[[ TEXT FOR ANALYSIS, beginning ]]

Classification of Postoperative Pain
Three separate types of chronic postoperative pain have been delineated including somatic or nocioceptive pain, neuropathic pain, and visceral pain (Table 1). A common denominator in each type of pain is the presence of mesh. Somatic or nocioceptive pain was found to be the most common type of pain. Usually, it emanated from preoperative pathological causes. These may have included previous ligament injury, mesh injury, and new ligament or muscle injury caused by surgery. In addition there may be an aggressive scarification reaction, osteitis pubis, or a vigorous inflammation of the pubic tubercle. Lastly, a significant offender has been reactions to the prosthetic mesh/material.

The second type of pain is neuropathic pain. This involves direct nerve damage or injury. Certain intraoperative problems and/or technical issues may have transpired, including incorporation of nerve/nerves with staples, sutures, or mesh. Those nerves commonly involved included the ilioinguinal, iliohypogastric, genital branch of the genito-femoral nerve, and lateral femoral cutaneous nerve.

Mesh placement will usually negatively impact the genital branch of the genito-femoral nerve. Femoral nerve injury involving either the motor, sensory, or both functions may have been negatively impacted. A routine finding and phenomenon is the overlapping of the nerve distribution in the groin along with the symptoms and signs of the specific nerve injury.

The third type of chronic postoperative pain is visceral pain. The etiology may be of intestinal origin. Also, properitoneal tissue compromise may occur emanating from the mesh. Dysuria or difficulty starting the stream of urine may contribute to visceral pain. Other genitourinary problems such as dysejaculation syndrome (customarily predating surgery) and erectile dysfunction (ED) may play a part in visceral pain. However, one must be aware of the fact that erectile dysfunction cannot occur secondary to groin hernia surgery. Those nerves responsible for ED originate from the second through fourth sacral nerve roots, and not through the sensory nerves in the groin. Therefore, it is anatomically impossible to create impotence from groin hernia surgery, despite that which a plaintiff’s attorney may say.

Definition of Chronic Postoperative Groin Pain
Chronic postoperative groin pain has been defined as pain lasting more than 30 days and interfering with the patient’s activities of daily living or work activities. Mesh inguinodynia is a phrase coined by Heise and Starling in 19981 and refers to pain following hernia repair. This term is also well described and discussed by Mazin.2 Courtney, Duffy, et alstudied a series of 5,506 patients operated on over 1 year. All types of repairs were included. According to this report, 3% of their patients experienced severe pain after 3 months; 8% of the patients required further surgery for various causes; and 15% went to pain clinics. Chronic pain affected walking, work, sleep, interpersonal relationships, and mood.

[[ TEXT FOR ANALYSIS, end ]]

WHAT YOU NEED TO DO: According to the text on postoperative groin pain, which type of chronic postoperative pain was found to be the most common? The rows are not needed for the task.

[[ STORED DATA, beginning ]]

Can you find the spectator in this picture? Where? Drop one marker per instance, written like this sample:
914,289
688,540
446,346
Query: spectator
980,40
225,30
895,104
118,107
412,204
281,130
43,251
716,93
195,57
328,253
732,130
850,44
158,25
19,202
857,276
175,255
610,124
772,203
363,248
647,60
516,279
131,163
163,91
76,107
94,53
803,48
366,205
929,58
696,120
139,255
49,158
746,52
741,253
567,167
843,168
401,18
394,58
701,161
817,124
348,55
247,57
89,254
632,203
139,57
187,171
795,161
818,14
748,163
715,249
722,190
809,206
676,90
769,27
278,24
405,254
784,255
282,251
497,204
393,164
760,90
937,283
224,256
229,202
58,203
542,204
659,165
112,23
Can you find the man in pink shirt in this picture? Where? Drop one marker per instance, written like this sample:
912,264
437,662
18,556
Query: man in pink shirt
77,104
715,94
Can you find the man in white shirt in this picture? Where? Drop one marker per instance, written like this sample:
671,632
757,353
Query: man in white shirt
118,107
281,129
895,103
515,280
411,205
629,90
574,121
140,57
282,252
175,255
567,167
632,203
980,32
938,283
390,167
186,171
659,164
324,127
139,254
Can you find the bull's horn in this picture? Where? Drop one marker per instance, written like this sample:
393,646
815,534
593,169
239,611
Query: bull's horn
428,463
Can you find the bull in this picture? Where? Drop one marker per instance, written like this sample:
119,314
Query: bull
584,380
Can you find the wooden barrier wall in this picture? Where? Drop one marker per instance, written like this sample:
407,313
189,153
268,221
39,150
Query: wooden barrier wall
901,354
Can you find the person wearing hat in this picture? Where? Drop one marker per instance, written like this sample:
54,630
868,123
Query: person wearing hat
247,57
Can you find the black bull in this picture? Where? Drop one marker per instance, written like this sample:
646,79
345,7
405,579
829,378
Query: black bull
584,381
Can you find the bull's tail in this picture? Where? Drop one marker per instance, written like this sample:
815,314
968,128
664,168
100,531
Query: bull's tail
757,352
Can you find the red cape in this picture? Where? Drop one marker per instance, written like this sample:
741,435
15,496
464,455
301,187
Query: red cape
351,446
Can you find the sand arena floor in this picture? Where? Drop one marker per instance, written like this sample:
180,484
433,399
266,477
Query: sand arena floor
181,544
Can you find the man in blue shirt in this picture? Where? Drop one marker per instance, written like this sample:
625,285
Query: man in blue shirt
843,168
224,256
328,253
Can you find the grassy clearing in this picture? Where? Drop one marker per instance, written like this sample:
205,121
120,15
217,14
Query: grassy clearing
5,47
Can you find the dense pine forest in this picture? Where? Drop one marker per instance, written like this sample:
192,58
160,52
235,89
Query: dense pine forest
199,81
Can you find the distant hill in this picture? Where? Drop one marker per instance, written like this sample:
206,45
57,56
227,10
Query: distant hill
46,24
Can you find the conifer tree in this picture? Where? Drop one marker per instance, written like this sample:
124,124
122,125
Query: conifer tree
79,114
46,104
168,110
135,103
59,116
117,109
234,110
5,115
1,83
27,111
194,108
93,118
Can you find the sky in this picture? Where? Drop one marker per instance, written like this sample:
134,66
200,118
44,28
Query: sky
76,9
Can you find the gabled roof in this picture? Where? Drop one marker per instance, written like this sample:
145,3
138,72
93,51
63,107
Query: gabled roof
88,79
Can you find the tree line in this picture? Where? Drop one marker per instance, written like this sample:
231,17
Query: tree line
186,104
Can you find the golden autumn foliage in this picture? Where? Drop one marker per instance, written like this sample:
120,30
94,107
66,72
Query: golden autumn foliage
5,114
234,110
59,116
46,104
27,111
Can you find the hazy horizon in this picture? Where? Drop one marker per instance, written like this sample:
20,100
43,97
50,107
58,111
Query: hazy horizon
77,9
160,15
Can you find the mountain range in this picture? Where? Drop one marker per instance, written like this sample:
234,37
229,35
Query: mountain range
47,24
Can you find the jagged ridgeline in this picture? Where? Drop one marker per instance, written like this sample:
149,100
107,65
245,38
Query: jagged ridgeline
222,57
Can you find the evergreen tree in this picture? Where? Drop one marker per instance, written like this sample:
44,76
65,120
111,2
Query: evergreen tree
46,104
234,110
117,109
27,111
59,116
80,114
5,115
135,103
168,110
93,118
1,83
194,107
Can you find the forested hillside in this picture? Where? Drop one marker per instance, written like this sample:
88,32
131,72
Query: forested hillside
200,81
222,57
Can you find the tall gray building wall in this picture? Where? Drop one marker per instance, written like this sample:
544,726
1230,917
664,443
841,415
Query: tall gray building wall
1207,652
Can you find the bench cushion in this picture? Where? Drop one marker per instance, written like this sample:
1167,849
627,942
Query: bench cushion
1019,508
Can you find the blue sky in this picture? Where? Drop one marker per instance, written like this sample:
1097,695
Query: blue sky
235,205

[[ STORED DATA, end ]]

RESULT OF THE EXERCISE: Somatic or nocioceptive pain.